**TASK:**
In the rows below, quote verbatim everything from the line with "beard in this photo." to the line with "(1098, 150)", including both of those lines.

**SUPPLIED MATERIAL:**
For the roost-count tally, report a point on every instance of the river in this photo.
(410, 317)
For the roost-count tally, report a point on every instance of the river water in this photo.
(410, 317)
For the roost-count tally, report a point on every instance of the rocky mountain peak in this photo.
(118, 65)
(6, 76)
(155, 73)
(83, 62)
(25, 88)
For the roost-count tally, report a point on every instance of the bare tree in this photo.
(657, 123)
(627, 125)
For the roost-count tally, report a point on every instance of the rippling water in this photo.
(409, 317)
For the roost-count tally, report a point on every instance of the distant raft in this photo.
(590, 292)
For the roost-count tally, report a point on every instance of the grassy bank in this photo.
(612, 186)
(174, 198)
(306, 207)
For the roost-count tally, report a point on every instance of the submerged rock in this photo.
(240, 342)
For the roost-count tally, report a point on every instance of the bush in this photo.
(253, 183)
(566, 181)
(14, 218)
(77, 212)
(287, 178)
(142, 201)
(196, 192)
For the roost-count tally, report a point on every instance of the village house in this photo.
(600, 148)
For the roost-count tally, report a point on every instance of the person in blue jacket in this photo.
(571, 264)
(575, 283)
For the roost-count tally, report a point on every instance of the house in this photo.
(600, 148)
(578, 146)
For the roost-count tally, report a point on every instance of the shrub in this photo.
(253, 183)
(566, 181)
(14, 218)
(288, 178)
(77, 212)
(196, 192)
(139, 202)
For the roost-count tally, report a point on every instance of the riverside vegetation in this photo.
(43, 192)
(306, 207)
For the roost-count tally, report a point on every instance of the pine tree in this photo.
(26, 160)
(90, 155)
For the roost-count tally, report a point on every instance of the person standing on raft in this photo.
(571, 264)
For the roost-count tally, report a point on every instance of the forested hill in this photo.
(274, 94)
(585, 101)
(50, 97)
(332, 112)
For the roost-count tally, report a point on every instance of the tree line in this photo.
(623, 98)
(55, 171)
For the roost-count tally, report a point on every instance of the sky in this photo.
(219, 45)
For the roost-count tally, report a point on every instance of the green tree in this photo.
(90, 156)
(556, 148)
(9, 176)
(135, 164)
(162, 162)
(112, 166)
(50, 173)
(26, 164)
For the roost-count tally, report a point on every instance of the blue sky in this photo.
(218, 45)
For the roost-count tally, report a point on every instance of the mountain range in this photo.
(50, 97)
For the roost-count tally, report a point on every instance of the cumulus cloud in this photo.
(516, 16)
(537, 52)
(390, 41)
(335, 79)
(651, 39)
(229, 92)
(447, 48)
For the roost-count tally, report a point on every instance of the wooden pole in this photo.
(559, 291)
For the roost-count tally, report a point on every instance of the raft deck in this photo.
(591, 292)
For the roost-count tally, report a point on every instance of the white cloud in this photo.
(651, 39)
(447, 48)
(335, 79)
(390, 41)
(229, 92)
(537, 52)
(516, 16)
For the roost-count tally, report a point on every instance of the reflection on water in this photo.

...

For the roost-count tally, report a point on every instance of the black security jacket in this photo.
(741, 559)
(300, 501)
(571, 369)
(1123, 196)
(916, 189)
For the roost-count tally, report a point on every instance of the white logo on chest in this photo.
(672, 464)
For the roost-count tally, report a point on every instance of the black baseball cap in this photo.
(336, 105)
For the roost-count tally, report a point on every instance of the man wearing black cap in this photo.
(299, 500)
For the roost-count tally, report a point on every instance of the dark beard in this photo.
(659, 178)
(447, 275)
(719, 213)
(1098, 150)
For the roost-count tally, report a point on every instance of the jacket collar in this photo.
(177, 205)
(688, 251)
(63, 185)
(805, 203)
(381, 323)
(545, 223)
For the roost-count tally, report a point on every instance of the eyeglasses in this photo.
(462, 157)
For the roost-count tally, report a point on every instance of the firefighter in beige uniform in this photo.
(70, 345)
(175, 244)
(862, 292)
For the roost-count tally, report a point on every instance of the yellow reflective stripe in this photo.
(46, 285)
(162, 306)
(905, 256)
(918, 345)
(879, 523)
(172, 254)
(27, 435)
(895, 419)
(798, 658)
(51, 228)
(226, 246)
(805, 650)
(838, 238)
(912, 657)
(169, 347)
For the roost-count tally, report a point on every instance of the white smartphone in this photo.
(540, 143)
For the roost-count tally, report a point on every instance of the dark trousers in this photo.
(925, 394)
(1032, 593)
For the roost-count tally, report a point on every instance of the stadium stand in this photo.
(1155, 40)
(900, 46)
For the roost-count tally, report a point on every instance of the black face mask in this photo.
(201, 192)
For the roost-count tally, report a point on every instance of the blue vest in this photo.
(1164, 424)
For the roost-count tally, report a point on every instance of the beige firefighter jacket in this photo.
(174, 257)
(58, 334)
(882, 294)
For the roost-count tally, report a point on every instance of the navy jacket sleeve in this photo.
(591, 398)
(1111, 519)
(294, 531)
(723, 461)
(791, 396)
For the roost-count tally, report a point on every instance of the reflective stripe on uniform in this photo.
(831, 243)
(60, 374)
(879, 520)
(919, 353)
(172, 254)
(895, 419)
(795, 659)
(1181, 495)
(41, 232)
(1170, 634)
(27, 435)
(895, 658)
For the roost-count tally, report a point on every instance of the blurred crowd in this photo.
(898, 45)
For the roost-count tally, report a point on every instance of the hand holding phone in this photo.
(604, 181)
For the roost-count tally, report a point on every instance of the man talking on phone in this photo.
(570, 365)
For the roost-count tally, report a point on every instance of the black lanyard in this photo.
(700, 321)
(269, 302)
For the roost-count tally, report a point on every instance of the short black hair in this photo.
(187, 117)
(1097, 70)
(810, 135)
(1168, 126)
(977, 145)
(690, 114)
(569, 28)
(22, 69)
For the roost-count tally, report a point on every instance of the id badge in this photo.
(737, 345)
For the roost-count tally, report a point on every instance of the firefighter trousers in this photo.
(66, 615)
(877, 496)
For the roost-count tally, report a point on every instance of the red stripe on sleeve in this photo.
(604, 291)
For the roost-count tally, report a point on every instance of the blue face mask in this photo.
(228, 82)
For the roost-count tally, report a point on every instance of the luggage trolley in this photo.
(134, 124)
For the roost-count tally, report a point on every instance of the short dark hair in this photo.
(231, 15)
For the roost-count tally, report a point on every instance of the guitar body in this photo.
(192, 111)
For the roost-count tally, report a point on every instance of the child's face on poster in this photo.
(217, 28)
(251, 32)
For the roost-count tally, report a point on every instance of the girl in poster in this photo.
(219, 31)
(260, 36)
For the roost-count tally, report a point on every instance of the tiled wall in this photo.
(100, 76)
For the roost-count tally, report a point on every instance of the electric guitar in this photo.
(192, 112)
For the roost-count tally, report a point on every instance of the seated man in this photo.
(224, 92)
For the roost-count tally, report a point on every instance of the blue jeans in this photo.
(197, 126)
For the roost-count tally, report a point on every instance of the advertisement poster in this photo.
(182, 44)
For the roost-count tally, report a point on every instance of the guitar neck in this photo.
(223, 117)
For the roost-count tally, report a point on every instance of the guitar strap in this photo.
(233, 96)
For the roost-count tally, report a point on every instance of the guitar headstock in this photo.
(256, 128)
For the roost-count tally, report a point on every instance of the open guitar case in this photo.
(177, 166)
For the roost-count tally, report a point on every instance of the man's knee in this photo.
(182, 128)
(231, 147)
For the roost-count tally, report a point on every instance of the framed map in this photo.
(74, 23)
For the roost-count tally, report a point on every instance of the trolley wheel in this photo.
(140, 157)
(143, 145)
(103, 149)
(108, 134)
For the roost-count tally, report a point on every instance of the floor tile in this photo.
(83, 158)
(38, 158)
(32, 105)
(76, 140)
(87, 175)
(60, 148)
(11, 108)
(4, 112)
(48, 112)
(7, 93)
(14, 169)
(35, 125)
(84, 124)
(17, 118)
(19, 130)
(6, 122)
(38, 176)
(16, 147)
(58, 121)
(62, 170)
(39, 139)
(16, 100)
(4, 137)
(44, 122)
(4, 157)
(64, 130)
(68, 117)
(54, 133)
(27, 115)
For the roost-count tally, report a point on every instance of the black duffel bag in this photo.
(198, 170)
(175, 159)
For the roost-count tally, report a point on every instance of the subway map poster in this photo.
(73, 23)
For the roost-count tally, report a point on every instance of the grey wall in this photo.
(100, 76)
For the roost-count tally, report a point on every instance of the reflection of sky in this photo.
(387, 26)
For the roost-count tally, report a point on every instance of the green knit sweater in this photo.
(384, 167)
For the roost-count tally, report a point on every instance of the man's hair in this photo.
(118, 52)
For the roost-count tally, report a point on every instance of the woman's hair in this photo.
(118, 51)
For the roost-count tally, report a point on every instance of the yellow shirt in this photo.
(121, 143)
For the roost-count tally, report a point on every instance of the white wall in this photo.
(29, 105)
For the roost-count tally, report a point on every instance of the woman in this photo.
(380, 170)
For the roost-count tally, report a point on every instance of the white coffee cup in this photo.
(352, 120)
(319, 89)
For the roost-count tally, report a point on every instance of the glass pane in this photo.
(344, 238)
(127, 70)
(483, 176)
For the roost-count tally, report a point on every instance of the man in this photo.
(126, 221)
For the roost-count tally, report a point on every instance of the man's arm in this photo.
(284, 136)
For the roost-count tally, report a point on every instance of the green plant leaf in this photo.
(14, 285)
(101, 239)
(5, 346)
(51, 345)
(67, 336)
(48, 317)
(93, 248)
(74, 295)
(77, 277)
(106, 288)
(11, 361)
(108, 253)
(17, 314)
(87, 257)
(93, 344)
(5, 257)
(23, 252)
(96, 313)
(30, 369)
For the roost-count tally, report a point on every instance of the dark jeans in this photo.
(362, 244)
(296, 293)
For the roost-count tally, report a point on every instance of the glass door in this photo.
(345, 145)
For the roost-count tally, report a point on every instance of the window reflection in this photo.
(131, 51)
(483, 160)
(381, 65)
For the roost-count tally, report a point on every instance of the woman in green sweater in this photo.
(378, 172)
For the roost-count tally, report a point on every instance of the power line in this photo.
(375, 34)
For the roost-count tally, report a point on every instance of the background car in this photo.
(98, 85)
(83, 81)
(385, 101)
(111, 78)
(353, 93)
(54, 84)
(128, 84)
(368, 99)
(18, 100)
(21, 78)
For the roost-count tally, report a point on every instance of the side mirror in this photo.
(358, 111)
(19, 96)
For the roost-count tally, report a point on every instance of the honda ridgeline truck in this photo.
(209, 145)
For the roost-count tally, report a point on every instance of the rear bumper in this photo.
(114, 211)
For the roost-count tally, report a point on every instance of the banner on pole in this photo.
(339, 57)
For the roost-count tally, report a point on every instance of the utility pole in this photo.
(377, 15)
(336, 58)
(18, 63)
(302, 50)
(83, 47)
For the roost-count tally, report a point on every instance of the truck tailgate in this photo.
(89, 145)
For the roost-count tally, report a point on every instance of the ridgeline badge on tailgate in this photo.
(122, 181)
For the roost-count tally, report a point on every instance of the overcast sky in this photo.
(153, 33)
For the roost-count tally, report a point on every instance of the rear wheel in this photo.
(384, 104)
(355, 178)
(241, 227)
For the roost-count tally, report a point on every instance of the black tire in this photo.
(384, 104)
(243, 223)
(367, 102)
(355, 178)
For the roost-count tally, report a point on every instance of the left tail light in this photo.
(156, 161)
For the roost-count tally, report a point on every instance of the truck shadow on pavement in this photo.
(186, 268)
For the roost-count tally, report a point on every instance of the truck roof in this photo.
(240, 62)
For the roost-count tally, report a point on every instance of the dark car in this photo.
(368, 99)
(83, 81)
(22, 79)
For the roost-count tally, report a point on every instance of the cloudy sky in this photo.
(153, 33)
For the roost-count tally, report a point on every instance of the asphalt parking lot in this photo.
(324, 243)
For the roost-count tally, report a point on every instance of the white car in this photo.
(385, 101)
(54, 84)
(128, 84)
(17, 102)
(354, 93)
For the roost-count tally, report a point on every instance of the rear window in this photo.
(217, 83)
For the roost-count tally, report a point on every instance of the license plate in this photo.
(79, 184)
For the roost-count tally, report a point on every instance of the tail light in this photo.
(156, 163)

**RIGHT ANSWER:**
For the roost-count tally, report a point on every instance of the dark beard in this photo.
(659, 178)
(447, 275)
(719, 213)
(1098, 150)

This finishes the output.